### [Document excerpt]
'''
I'm sorry, I want to say that I really appreciate your effort to help here, but I still just don't think it applies to my situation. Different people react differently to different things, and what looks to one person as one thing may look very different to someone else, right?

 

For example, the first link about "boundaries", it lists:

 

Signs of Unhealthy Boundaries

Going against personal values or rights in order to please others

Giving as much as you can for the sake of giving

Taking as much as you can for the sake of taking

Letting others define you

Expecting others to fill your needs automatically

Feeling bad or guilty when you say no

Not speaking up when you are treated poorly

Falling apart so someone can take care of you

Falling "in love" with someone you barely know or who reaches out to you

Accepting advances, touching and sex that you don't want

Touching a person without asking

 

Of these really none apply to my last situation. Every time she got angry about something minor and tore into me, I let her know she was out of control and needed to calm down and was angry and firm back, which only ever made things worse. I never "went against personal values to please" her, I only treated her the way I thought I should treat a girlfriend. The only thing I think you can say I did wrong -- and I did it again, and again, and again -- was forgive her, and take her back, and dismiss the anger issues rather than say an unforgivable line had been crossed, then walk away. Except that then I did walk away.

 

I have never, ever had a problem where I say "yes" when I want to say "no". If anything, everywhere in life I'm too assertive, and have always received that feedback, even from my ex.
'''
[Saved data entries]
'''
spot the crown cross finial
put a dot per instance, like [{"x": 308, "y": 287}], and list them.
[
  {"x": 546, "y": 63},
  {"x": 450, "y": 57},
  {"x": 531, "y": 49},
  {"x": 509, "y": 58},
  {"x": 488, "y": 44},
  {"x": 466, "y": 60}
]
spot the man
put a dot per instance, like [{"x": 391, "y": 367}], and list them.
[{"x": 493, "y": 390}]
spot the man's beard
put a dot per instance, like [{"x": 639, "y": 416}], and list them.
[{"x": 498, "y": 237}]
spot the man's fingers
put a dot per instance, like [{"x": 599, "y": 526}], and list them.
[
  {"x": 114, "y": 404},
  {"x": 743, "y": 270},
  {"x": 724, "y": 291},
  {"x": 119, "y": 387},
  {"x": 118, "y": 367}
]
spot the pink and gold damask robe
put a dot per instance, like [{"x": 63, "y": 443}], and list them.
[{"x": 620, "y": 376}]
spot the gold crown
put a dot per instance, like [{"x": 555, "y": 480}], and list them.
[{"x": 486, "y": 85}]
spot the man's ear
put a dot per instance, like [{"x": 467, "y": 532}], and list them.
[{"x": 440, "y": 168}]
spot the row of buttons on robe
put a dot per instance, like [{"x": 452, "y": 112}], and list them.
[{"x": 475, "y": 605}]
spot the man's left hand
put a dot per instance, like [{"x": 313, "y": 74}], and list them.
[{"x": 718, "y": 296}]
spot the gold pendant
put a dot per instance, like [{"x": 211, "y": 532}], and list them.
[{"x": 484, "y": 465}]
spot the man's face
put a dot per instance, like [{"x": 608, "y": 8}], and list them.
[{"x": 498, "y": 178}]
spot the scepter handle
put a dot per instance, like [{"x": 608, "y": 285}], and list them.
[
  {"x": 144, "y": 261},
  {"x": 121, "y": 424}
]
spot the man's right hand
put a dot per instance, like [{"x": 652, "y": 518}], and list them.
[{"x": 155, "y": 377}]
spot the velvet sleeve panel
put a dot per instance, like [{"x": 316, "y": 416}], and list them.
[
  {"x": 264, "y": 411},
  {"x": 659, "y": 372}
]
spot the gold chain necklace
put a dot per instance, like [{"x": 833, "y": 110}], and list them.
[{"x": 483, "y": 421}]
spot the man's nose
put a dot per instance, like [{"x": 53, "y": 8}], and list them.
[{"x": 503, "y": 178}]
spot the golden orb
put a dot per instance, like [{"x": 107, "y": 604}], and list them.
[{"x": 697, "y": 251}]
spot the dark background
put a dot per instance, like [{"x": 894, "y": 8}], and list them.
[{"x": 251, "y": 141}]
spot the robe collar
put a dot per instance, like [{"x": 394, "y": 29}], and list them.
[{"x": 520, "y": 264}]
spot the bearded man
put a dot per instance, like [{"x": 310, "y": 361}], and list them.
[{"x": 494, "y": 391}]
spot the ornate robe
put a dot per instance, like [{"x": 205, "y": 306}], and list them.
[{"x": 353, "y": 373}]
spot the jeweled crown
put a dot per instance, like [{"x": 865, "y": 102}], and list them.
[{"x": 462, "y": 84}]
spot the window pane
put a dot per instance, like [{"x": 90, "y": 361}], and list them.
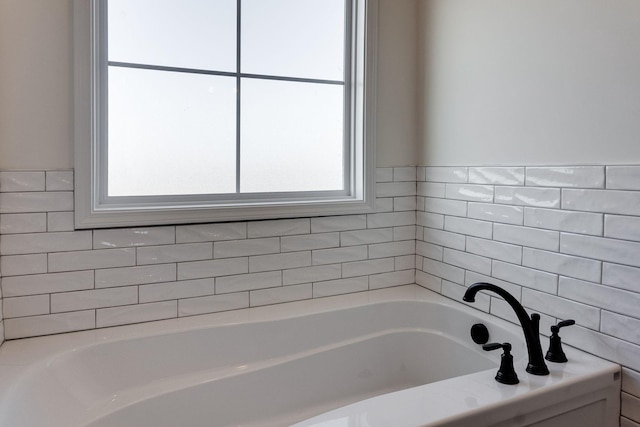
[
  {"x": 292, "y": 136},
  {"x": 170, "y": 133},
  {"x": 185, "y": 33},
  {"x": 294, "y": 38}
]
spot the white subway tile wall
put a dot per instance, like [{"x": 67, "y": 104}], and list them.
[
  {"x": 56, "y": 279},
  {"x": 564, "y": 240}
]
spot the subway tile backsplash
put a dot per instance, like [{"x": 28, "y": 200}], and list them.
[
  {"x": 564, "y": 240},
  {"x": 56, "y": 279}
]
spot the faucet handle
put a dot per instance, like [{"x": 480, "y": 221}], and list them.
[
  {"x": 506, "y": 374},
  {"x": 555, "y": 353}
]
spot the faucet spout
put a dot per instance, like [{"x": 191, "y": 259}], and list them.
[{"x": 530, "y": 325}]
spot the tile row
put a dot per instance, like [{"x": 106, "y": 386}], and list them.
[
  {"x": 619, "y": 177},
  {"x": 72, "y": 311}
]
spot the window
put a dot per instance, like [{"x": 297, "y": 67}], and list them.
[{"x": 218, "y": 110}]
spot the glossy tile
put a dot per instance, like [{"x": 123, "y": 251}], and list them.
[
  {"x": 469, "y": 192},
  {"x": 338, "y": 223},
  {"x": 212, "y": 304},
  {"x": 59, "y": 181},
  {"x": 469, "y": 227},
  {"x": 248, "y": 282},
  {"x": 341, "y": 286},
  {"x": 174, "y": 253},
  {"x": 623, "y": 177},
  {"x": 467, "y": 261},
  {"x": 496, "y": 213},
  {"x": 495, "y": 250},
  {"x": 618, "y": 251},
  {"x": 527, "y": 277},
  {"x": 396, "y": 278},
  {"x": 279, "y": 295},
  {"x": 23, "y": 223},
  {"x": 47, "y": 283},
  {"x": 279, "y": 261},
  {"x": 282, "y": 227},
  {"x": 126, "y": 315},
  {"x": 134, "y": 237},
  {"x": 176, "y": 290},
  {"x": 568, "y": 176},
  {"x": 526, "y": 236},
  {"x": 602, "y": 201},
  {"x": 573, "y": 222},
  {"x": 11, "y": 181},
  {"x": 364, "y": 268},
  {"x": 446, "y": 174},
  {"x": 580, "y": 268},
  {"x": 127, "y": 276},
  {"x": 497, "y": 175},
  {"x": 445, "y": 206},
  {"x": 528, "y": 196},
  {"x": 622, "y": 227}
]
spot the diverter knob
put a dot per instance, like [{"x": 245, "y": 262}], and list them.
[{"x": 506, "y": 374}]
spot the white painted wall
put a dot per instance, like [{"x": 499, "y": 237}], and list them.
[
  {"x": 513, "y": 82},
  {"x": 36, "y": 84}
]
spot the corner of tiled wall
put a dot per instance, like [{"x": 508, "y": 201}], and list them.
[
  {"x": 564, "y": 240},
  {"x": 58, "y": 280}
]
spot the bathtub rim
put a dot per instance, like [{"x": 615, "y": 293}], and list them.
[{"x": 18, "y": 356}]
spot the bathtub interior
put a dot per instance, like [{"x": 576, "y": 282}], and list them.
[{"x": 276, "y": 370}]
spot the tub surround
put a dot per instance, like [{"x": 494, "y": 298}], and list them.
[
  {"x": 60, "y": 280},
  {"x": 563, "y": 240},
  {"x": 371, "y": 350}
]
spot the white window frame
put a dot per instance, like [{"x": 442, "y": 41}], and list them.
[{"x": 93, "y": 210}]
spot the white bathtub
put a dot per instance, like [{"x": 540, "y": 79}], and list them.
[{"x": 392, "y": 358}]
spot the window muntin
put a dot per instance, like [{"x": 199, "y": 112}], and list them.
[{"x": 202, "y": 188}]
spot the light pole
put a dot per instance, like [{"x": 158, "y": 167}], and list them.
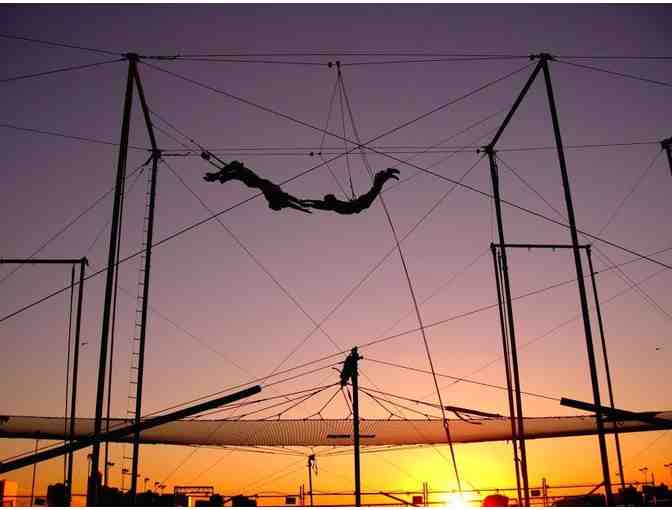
[
  {"x": 108, "y": 465},
  {"x": 124, "y": 472},
  {"x": 644, "y": 470}
]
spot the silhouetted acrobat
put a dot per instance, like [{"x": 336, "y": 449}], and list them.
[
  {"x": 357, "y": 205},
  {"x": 276, "y": 198}
]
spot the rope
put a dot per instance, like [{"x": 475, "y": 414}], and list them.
[
  {"x": 626, "y": 279},
  {"x": 71, "y": 137},
  {"x": 457, "y": 379},
  {"x": 614, "y": 73},
  {"x": 411, "y": 290},
  {"x": 416, "y": 119},
  {"x": 61, "y": 70},
  {"x": 60, "y": 44},
  {"x": 65, "y": 228},
  {"x": 341, "y": 93},
  {"x": 324, "y": 135}
]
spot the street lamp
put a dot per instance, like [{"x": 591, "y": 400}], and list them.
[
  {"x": 644, "y": 470},
  {"x": 669, "y": 465},
  {"x": 124, "y": 472},
  {"x": 108, "y": 465}
]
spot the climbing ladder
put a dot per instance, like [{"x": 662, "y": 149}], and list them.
[{"x": 134, "y": 363}]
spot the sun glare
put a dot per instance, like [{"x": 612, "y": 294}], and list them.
'''
### [To do]
(A) From the post on boundaries, list every sign of unhealthy boundaries that contains the word "others".
(B) Answer these questions about the post on boundaries:
(i) What heading stands over the list quoted from the first link?
(ii) According to the writer, what did being angry and firm back do whenever she tore into them?
(iii) What feedback does the writer say they have always received?

### [Responses to the tasks]
(A)
Going against personal values or rights in order to please others
Letting others define you
Expecting others to fill your needs automatically

(B)
(i) Signs of Unhealthy Boundaries
(ii) It only ever made things worse.
(iii) That they are too assertive.